> _What this task involves_
Present all of the lines below as a numbered list, omitting any blank lines.

> _Records of labeled points_
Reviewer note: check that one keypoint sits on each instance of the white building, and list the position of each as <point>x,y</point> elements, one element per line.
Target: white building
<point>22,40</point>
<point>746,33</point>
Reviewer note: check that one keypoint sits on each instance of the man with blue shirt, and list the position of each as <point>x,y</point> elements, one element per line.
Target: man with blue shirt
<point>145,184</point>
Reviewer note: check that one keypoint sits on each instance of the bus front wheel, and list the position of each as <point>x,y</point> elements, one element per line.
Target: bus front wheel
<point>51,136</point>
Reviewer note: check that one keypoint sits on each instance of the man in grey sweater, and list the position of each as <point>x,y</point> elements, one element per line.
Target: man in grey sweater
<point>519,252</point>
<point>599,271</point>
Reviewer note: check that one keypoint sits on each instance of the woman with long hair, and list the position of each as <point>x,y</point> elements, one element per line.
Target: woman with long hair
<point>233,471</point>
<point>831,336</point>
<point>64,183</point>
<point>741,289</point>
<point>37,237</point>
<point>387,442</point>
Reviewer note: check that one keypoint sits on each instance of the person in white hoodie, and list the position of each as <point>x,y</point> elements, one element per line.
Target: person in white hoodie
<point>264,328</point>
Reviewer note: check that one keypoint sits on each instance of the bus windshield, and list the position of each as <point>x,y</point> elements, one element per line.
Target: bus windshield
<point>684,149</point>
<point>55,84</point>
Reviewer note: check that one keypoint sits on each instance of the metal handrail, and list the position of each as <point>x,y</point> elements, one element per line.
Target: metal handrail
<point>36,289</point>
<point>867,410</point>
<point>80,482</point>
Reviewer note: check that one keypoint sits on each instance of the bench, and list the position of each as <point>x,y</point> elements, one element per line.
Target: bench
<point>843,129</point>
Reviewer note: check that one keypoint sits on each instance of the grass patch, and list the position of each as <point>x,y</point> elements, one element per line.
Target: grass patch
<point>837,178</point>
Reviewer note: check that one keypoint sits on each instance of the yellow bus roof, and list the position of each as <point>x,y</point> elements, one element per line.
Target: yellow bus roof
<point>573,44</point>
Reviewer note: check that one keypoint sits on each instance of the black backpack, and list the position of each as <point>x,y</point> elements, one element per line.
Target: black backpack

> _Correct answer_
1. Reviewer note: check that one keypoint sits on each instance of the white building, and list the position of each as <point>x,y</point> elements, one element per line.
2. Target: white building
3. <point>22,40</point>
4. <point>746,33</point>
5. Reviewer note: check that one keypoint sits on each instance of the man with blue shirt, and list the position of each as <point>x,y</point> elements, one element per line.
6. Target: man with blue shirt
7. <point>145,184</point>
8. Reviewer note: check that one keypoint sits on each instance of the bus front wheel, and list the position of each as <point>x,y</point> elements, one element per line.
9. Target: bus front wheel
10. <point>51,136</point>
11. Reviewer note: check that one keypoint sits on each instance of the man in grey sweater, and list the position of each as <point>x,y</point> elements, one element per line.
12. Target: man in grey sweater
13. <point>519,252</point>
14. <point>599,271</point>
15. Reviewer note: check that one keypoint sits on each instance of the woman with long hair, and list the position of each as <point>x,y</point> elements, one element per line.
16. Target: woman with long hair
17. <point>233,471</point>
18. <point>831,336</point>
19. <point>64,183</point>
20. <point>741,289</point>
21. <point>37,237</point>
22. <point>387,442</point>
23. Reviewer note: check that one keypoint sits on each instance of the person in white hoodie, and list the position of each as <point>x,y</point> elements, one element per line.
24. Target: person in white hoodie
25. <point>264,328</point>
26. Reviewer note: check that one keypoint sits on each instance of the bus windshield, and list the position of each as <point>x,y</point> elements, one element per line.
27. Target: bus windshield
28. <point>684,149</point>
29. <point>55,84</point>
30. Reviewer note: check that one keypoint sits on each instance of the metal handrail, and list the position of each as <point>x,y</point> elements, one element per line.
31. Target: metal handrail
32. <point>36,289</point>
33. <point>867,410</point>
34. <point>80,482</point>
35. Reviewer note: check that one keypoint sits on each instance of the bench, and list the position of each as <point>x,y</point> elements, one element per line.
36. Target: bench
37. <point>843,129</point>
38. Reviewer note: check that one keypoint sits on each instance of the grass patch, and list the position of each as <point>x,y</point> elements, one element per line.
39. Target: grass patch
40. <point>837,178</point>
41. Reviewer note: check that one keypoint sits on each instance of the yellow bus roof, and list the position of each as <point>x,y</point> elements, one element per line.
42. Target: yellow bus roof
43. <point>573,44</point>
44. Reviewer note: check that one keypoint sits on each instance of the black backpack, and list the position of each as <point>x,y</point> elements, one element per line.
45. Target: black backpack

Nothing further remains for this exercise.